▶ [Text to read]:

__________________________________________________

Similar to IOP_FASTPERM this should use a flag to avoid pointer derefs.

> +	if (vfsuid_eq_kuid(i_uid_into_vfsuid(idmap, inode), current_fsuid()))
> +		return 0;
> +	return 1; /* Not same. */
> +}
> +
> +/*
> + * Determine if an inode has the same owner as its parent, returning 0 if so, 1
> + * if not and a negative error code if there was a problem making the
> + * determination.
> + */
> +static int vfs_inode_and_dir_have_same_owner(struct mnt_idmap *idmap, struct inode *inode,
> +					     const struct nameidata *nd)
> +{
> +	if (unlikely(inode->i_op->have_same_owner)) {

Same, as above: similar to IOP_FASTPERM this should use a flag to avoid pointer derefs.

Really, we should very properly bias this towards the common case where
the filesystem will not have a custom ownership comparison callback at all.

> +		struct dentry *parent;
> +		struct inode *dir;
> +		int ret;
> +
> +		if (inode != nd->inode) {
> +			dir = nd->inode;
> +			ret = inode->i_op->have_same_owner(idmap, inode, dir);
> +		} else if (nd->flags & LOOKUP_RCU) {
> +			parent = READ_ONCE(nd->path.dentry);
> +			dir = READ_ONCE(parent->d_inode);
> +			if (!dir)

__________________________________________________

▶ [Exercise description]: Write out everything in the patch review above from "Same, as above: similar" down to "callback at all.", character for character.

(Dataset rows on where objects appear)
__________________________________________________

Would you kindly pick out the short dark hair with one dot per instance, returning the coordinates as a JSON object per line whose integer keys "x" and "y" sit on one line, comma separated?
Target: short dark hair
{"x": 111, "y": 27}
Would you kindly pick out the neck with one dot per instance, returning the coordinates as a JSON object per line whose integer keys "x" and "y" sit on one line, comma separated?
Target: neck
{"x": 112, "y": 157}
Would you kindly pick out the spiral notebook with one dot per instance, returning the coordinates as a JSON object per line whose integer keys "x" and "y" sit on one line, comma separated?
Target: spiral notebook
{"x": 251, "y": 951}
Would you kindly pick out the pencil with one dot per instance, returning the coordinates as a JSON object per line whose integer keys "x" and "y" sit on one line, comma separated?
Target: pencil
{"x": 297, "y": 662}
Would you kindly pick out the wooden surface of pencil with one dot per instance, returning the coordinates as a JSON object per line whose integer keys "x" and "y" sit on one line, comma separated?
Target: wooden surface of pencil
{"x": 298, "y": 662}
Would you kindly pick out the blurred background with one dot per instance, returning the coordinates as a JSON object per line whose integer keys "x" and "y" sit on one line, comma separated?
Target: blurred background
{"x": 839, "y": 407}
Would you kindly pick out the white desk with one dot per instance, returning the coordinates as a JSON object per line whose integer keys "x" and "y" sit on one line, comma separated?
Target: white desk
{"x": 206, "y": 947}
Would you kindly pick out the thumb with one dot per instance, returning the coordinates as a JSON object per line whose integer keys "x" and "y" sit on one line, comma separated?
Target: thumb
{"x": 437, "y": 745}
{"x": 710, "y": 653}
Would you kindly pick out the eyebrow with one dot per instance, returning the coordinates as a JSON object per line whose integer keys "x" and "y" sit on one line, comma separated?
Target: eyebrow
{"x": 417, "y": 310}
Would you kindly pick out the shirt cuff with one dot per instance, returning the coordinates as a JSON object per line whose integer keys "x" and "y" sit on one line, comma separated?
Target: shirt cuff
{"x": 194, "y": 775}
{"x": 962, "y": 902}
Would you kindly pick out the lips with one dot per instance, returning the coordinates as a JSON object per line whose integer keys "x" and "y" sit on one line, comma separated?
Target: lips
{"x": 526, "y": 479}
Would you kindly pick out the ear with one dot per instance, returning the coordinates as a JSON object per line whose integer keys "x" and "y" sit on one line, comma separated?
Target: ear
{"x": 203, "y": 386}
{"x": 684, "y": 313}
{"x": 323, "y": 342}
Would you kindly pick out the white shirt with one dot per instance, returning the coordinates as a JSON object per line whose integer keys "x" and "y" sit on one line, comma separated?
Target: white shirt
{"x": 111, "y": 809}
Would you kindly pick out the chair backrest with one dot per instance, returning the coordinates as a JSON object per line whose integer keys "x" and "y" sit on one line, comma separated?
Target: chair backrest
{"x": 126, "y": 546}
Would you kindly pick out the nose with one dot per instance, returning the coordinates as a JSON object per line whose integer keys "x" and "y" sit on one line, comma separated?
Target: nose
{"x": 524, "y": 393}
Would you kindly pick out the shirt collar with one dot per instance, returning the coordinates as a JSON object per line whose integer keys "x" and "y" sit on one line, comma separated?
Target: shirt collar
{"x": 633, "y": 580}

__________________________________________________

▶ [Reply]:
Same, as above: similar to IOP_FASTPERM this should use a flag to avoid pointer derefs.

Really, we should very properly bias this towards the common case where
the filesystem will not have a custom ownership comparison callback at all.